### [Work item]
Skip all pictures, then copy the lines from the start of the data through the line with "positive clicks: (2035, 497) (2112, 467)", keeping both ends.

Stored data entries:
::::::::::

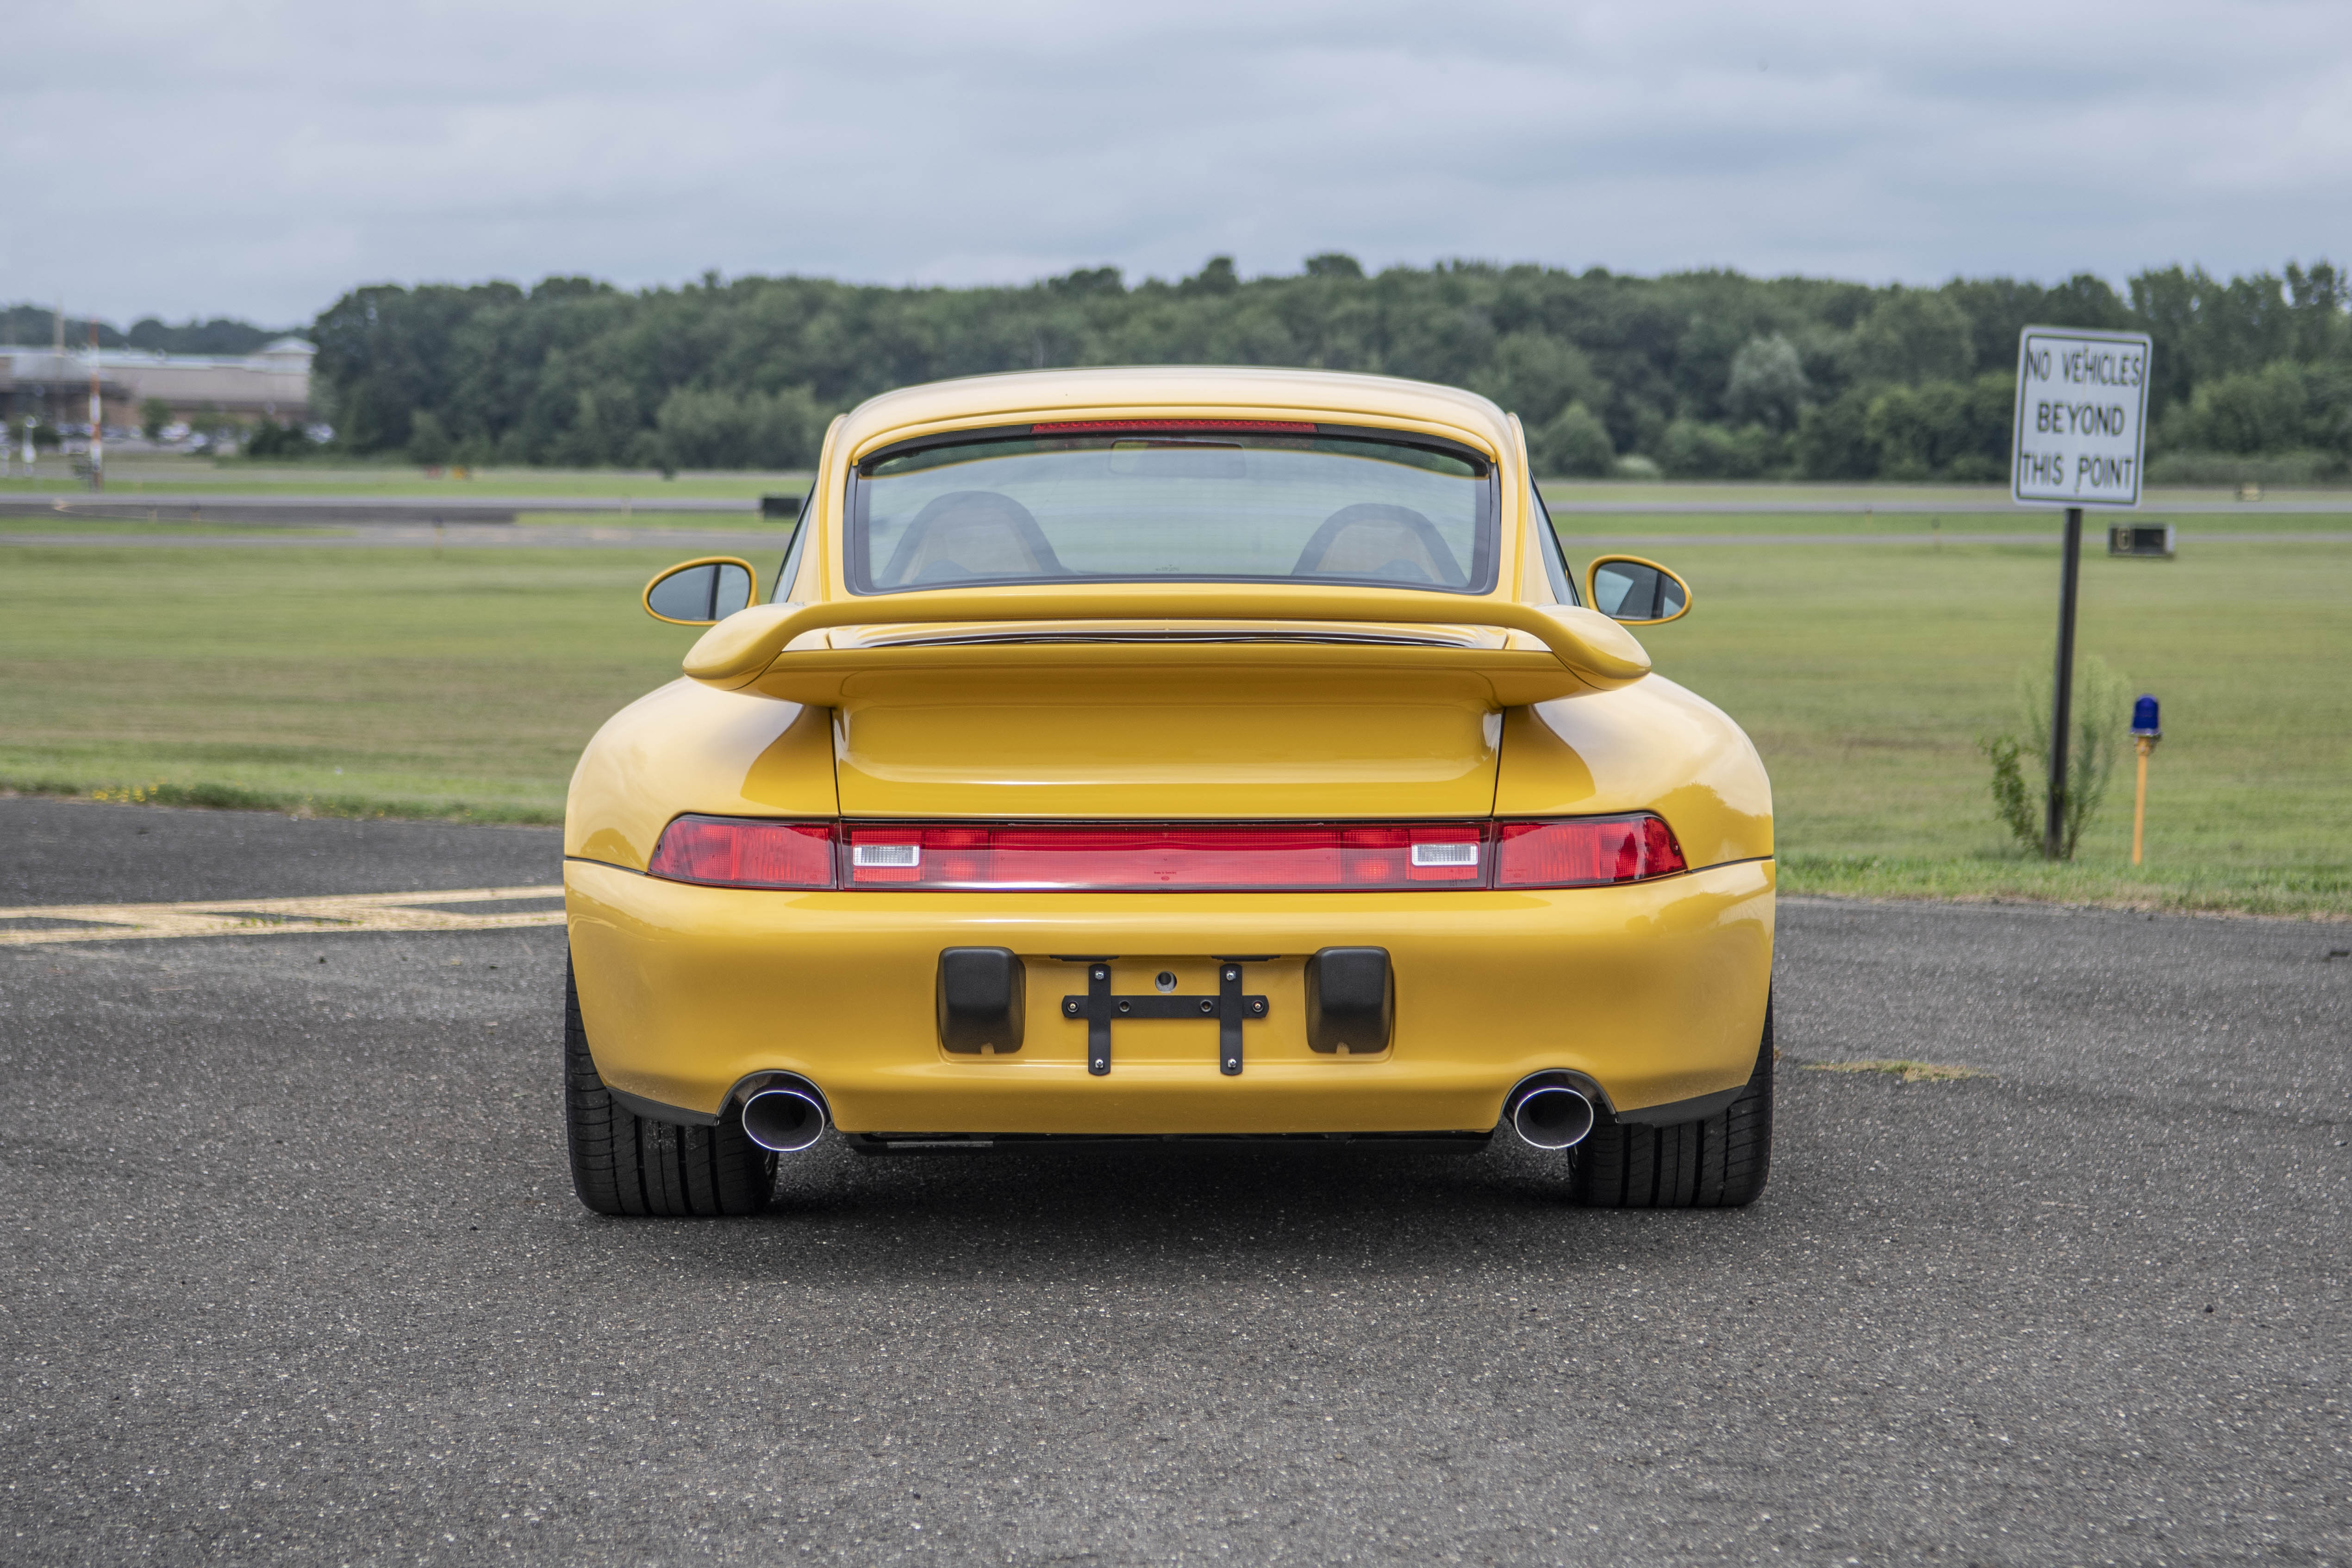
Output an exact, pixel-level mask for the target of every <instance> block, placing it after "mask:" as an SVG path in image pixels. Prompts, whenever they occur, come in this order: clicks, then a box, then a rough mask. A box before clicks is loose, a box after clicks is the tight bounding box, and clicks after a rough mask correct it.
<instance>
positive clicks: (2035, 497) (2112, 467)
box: [2009, 327, 2147, 505]
mask: <svg viewBox="0 0 2352 1568" xmlns="http://www.w3.org/2000/svg"><path fill="white" fill-rule="evenodd" d="M2145 437H2147V334H2140V331H2086V329H2079V327H2027V329H2025V331H2020V334H2018V423H2016V425H2013V435H2011V442H2009V451H2011V458H2009V494H2011V496H2013V498H2016V501H2018V505H2138V503H2140V456H2143V454H2145V449H2147V440H2145Z"/></svg>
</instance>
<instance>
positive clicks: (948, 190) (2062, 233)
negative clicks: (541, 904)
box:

::::::::::

### [Task output]
Output an exact, pixel-level mask for the target of every <instance> block, placing it after "mask:" as an SVG path in image pixels. Prompts, whenever they occur, come in this order: clicks, then a box, then a rough mask. A box before clicks is loose, a box after clicks is the tight bounding box, and clicks after a rough mask correct it.
<instance>
positive clicks: (2035, 497) (2112, 467)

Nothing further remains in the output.